[Records excerpted from a collection]
==========
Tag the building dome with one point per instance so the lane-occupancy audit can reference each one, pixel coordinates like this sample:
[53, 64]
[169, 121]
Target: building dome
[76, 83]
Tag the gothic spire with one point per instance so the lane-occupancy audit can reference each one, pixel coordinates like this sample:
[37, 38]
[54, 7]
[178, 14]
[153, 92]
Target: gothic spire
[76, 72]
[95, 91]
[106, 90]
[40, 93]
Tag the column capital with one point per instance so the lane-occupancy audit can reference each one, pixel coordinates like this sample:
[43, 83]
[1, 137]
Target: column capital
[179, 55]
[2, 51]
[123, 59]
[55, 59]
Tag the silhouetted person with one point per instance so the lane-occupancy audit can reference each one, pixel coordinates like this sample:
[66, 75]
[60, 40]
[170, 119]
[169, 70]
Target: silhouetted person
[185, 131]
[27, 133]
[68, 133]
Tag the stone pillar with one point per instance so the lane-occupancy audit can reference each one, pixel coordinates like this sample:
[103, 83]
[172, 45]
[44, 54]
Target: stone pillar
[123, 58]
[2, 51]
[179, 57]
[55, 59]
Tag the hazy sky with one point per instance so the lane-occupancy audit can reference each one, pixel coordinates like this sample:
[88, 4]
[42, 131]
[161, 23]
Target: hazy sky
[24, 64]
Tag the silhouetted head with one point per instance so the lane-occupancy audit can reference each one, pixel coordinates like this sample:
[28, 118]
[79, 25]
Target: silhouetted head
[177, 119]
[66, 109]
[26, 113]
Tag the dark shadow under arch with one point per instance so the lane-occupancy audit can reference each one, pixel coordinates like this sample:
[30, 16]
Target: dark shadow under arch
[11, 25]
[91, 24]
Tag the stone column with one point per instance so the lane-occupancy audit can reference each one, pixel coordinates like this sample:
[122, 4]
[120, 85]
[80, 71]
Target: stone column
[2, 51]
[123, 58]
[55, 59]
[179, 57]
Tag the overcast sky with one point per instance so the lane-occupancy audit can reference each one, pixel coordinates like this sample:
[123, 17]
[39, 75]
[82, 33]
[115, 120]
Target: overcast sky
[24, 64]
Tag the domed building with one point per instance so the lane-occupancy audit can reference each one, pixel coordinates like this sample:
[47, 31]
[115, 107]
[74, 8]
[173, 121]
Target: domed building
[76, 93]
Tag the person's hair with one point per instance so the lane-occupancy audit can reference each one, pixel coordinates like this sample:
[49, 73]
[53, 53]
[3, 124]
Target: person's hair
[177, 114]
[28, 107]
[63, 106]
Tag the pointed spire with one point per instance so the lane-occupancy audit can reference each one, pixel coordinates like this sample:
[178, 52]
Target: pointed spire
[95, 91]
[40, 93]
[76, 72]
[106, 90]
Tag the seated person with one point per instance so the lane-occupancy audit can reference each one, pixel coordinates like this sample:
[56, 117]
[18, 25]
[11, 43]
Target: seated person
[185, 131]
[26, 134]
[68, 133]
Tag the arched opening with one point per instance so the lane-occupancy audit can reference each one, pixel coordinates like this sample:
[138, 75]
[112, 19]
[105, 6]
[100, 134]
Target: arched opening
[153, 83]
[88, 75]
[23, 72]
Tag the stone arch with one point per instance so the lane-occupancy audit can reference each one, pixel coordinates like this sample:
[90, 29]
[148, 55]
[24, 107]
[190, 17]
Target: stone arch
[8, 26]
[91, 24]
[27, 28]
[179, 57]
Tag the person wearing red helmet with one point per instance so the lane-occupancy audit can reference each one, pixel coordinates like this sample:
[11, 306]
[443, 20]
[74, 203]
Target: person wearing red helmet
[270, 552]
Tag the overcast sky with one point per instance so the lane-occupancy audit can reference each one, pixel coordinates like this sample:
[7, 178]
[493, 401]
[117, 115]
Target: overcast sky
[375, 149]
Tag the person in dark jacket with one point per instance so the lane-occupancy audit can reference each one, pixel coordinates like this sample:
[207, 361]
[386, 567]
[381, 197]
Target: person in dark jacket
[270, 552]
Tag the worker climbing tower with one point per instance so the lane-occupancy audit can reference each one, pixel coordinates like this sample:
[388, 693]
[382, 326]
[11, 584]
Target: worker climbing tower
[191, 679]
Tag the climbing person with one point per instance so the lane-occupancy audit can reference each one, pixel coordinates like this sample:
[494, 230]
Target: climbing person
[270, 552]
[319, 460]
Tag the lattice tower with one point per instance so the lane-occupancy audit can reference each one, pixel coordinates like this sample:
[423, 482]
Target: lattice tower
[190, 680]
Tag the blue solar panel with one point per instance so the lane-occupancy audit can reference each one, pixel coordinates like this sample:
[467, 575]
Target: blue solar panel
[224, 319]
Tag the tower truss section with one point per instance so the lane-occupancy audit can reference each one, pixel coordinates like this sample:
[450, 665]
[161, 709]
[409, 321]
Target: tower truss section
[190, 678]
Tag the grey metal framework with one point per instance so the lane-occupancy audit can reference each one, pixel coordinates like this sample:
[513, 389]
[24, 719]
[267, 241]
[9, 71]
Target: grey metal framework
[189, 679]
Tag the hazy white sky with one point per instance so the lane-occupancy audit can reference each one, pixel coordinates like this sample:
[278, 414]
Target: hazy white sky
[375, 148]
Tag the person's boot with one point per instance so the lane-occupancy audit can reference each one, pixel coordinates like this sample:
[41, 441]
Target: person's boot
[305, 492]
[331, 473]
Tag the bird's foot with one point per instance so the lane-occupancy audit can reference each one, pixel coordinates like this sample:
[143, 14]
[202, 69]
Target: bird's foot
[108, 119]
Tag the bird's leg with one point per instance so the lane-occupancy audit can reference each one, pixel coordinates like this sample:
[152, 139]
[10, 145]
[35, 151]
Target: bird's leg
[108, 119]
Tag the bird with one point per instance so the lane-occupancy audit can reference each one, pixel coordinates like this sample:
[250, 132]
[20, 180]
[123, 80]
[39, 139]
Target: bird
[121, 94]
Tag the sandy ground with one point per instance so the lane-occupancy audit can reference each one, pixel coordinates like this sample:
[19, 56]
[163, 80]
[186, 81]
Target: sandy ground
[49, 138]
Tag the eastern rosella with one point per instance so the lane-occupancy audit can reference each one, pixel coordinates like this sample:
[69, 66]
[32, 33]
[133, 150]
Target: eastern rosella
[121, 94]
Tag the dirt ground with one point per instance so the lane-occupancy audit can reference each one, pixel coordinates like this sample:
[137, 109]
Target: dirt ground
==========
== What to do ==
Set down the listing above in full, please, exactly as it appears.

== Result ==
Tag the building dome with one point per instance so the lane-occupancy audit can reference each one, pixel coordinates like this sample:
[53, 64]
[169, 121]
Target: building dome
[76, 83]
Tag the gothic spire with one point per instance so the lane-occupancy audit can reference each one, pixel coordinates like this sample:
[37, 38]
[54, 7]
[178, 14]
[153, 92]
Target: gothic spire
[76, 72]
[95, 91]
[106, 90]
[40, 93]
Tag the column capital with one point per instance so the lane-occupancy audit can reference each one, pixel coordinates like this sample:
[43, 83]
[1, 137]
Target: column capital
[179, 55]
[2, 51]
[123, 59]
[55, 59]
Tag the silhouetted person with one point per instance so the lane-occupancy audit can reference each one, pixel coordinates like this sample:
[66, 75]
[60, 40]
[170, 119]
[169, 70]
Target: silhouetted person
[185, 131]
[27, 133]
[68, 133]
Tag the stone pillar with one point per instance so the lane-occupancy audit can reference each one, pixel coordinates like this sample:
[103, 83]
[172, 45]
[44, 54]
Target: stone pillar
[123, 58]
[2, 51]
[179, 57]
[55, 59]
Tag the hazy sky with one point per instance so the lane-occupancy audit can reference each one, pixel coordinates like this sample:
[88, 4]
[42, 131]
[161, 23]
Target: hazy sky
[24, 64]
Tag the silhouetted head with one point per instance so the lane-occupancy audit can reference each one, pixel coordinates like this sample:
[28, 118]
[79, 25]
Target: silhouetted head
[177, 119]
[66, 109]
[26, 113]
Tag the dark shadow under arch with one point per instance so the lane-occupancy audit can reference each one, pixel coordinates like this sample:
[30, 16]
Target: dark shadow under arch
[11, 25]
[91, 24]
Tag the stone column with one point per instance so the lane-occupancy audit can reference each one, pixel coordinates like this sample:
[122, 4]
[120, 85]
[80, 71]
Target: stone column
[2, 51]
[123, 58]
[55, 59]
[179, 57]
Tag the overcast sky with one point per instance so the lane-occupancy audit can reference each one, pixel coordinates like this sample:
[123, 17]
[39, 75]
[82, 33]
[115, 120]
Target: overcast sky
[24, 64]
Tag the domed building with one point per instance so the lane-occupancy audit can reference each one, pixel coordinates like this sample:
[47, 31]
[115, 107]
[74, 8]
[173, 121]
Target: domed building
[76, 93]
Tag the person's hair with one point per instance so the lane-occupancy audit can reference each one, pixel coordinates like this sample:
[49, 73]
[53, 53]
[3, 124]
Target: person's hair
[177, 114]
[28, 107]
[63, 106]
Tag the pointed spire with one point per instance so the lane-occupancy audit can reference each one, pixel coordinates like this sample:
[178, 52]
Target: pointed spire
[95, 91]
[40, 93]
[76, 72]
[106, 90]
Tag the seated person with one point per instance so the lane-occupancy audit can reference each one, pixel coordinates like this sample:
[56, 117]
[18, 25]
[11, 43]
Target: seated person
[185, 131]
[26, 134]
[68, 133]
Tag the arched opening with one point per instance so the lane-occupancy audit can reference each one, pixel coordinates like this sample:
[138, 75]
[112, 19]
[105, 6]
[100, 134]
Target: arched opening
[153, 83]
[88, 75]
[23, 72]
Tag the stone arch with one point per instance so the lane-occupancy audit can reference each one, pixel coordinates like this sample:
[90, 29]
[148, 55]
[24, 107]
[190, 17]
Target: stone arch
[8, 26]
[91, 24]
[27, 28]
[179, 57]
Tag the person wearing red helmet with one point per instance so the lane-occupancy audit can reference each one, pixel coordinates like this sample:
[11, 306]
[443, 20]
[74, 203]
Target: person wearing red helmet
[270, 552]
Tag the overcast sky with one point per instance so the lane-occupancy audit can reference each one, pixel coordinates like this sample:
[7, 178]
[493, 401]
[117, 115]
Target: overcast sky
[375, 149]
Tag the person in dark jacket with one point per instance so the lane-occupancy audit can reference each one, pixel coordinates like this sample:
[207, 361]
[386, 567]
[381, 197]
Target: person in dark jacket
[270, 552]
Tag the worker climbing tower with one point per instance so the lane-occupancy audit can reference each one, pixel coordinates like this sample:
[388, 693]
[382, 326]
[11, 584]
Target: worker climbing tower
[191, 679]
Tag the climbing person with one point per instance so the lane-occupancy audit can reference each one, pixel coordinates like this sample:
[494, 230]
Target: climbing person
[270, 552]
[319, 460]
Tag the lattice tower with one point per instance so the lane-occupancy audit can reference each one, pixel coordinates like this sample:
[423, 482]
Target: lattice tower
[190, 680]
Tag the blue solar panel with one point per instance so the lane-occupancy audit can reference each one, pixel coordinates like this sample:
[467, 575]
Target: blue solar panel
[224, 319]
Tag the tower truss section with one point per instance so the lane-occupancy audit can reference each one, pixel coordinates like this sample:
[450, 665]
[161, 709]
[409, 321]
Target: tower truss section
[190, 678]
Tag the grey metal framework with one point per instance so the lane-occupancy audit can reference each one, pixel coordinates like this sample:
[513, 389]
[24, 719]
[267, 241]
[9, 71]
Target: grey metal framework
[189, 679]
Tag the hazy white sky with one point per instance so the lane-occupancy audit can reference each one, pixel coordinates like this sample:
[278, 414]
Target: hazy white sky
[375, 148]
Tag the person's boot with one point per instance so the lane-occupancy audit can reference each one, pixel coordinates like this sample:
[41, 441]
Target: person's boot
[305, 492]
[331, 473]
Tag the bird's foot with one point per instance so the lane-occupancy audit can reference each one, pixel coordinates like this sample:
[143, 14]
[202, 69]
Target: bird's foot
[108, 119]
Tag the bird's leg with one point per instance so the lane-occupancy audit can reference each one, pixel coordinates like this sample:
[152, 139]
[10, 145]
[35, 151]
Target: bird's leg
[108, 119]
Tag the bird with one point per instance so the lane-occupancy audit can reference each one, pixel coordinates like this sample:
[250, 132]
[20, 180]
[123, 80]
[39, 139]
Target: bird
[121, 94]
Tag the sandy ground with one point per instance so the lane-occupancy audit can reference each one, pixel coordinates like this sample:
[19, 56]
[163, 80]
[186, 81]
Target: sandy ground
[49, 138]
Tag the eastern rosella with one point per instance so the lane-occupancy audit can reference each one, pixel coordinates like this sample:
[69, 66]
[32, 33]
[133, 150]
Target: eastern rosella
[121, 94]
Tag the dirt ground with one point per instance so the lane-occupancy audit can reference each one, pixel coordinates like this sample:
[137, 109]
Target: dirt ground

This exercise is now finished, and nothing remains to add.